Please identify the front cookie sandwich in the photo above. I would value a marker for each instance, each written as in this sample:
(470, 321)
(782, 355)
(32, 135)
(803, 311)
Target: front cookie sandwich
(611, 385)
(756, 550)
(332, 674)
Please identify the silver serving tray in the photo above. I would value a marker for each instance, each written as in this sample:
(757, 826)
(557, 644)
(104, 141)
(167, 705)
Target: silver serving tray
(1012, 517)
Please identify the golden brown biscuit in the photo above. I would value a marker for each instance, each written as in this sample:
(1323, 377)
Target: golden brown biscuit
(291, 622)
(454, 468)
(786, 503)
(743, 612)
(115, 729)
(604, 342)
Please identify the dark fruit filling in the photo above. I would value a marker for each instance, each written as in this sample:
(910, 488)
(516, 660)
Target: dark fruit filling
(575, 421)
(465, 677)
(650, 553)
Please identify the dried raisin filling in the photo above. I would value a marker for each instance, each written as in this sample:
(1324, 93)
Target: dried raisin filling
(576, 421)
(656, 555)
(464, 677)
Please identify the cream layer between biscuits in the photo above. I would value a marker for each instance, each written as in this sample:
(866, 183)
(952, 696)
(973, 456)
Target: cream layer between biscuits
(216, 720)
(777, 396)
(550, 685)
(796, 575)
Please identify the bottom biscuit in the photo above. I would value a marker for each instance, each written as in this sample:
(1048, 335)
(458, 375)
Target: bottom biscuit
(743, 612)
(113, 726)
= = = =
- _Task instructions_: Retype the line containing "Please identify the dried" and each line after it through the end of the listing, exactly, leaving out everything else.

- _Expected output_:
Please identify the dried raisin filling in the photo above. I would value a marker for each instance, each written as in this sample:
(1324, 93)
Target: dried raisin filling
(576, 421)
(656, 555)
(464, 677)
Please identify the cream layer between biscuits in the photo above. I would value a marker for each instance, each written as in this sample:
(866, 183)
(952, 696)
(973, 456)
Target: cream layer between biscuits
(216, 720)
(777, 396)
(550, 685)
(796, 575)
Please identify the bottom biscuit in the photo above. I would value a marker for each instance, each written as in this sample:
(1048, 335)
(458, 375)
Target: bottom biscuit
(743, 612)
(113, 726)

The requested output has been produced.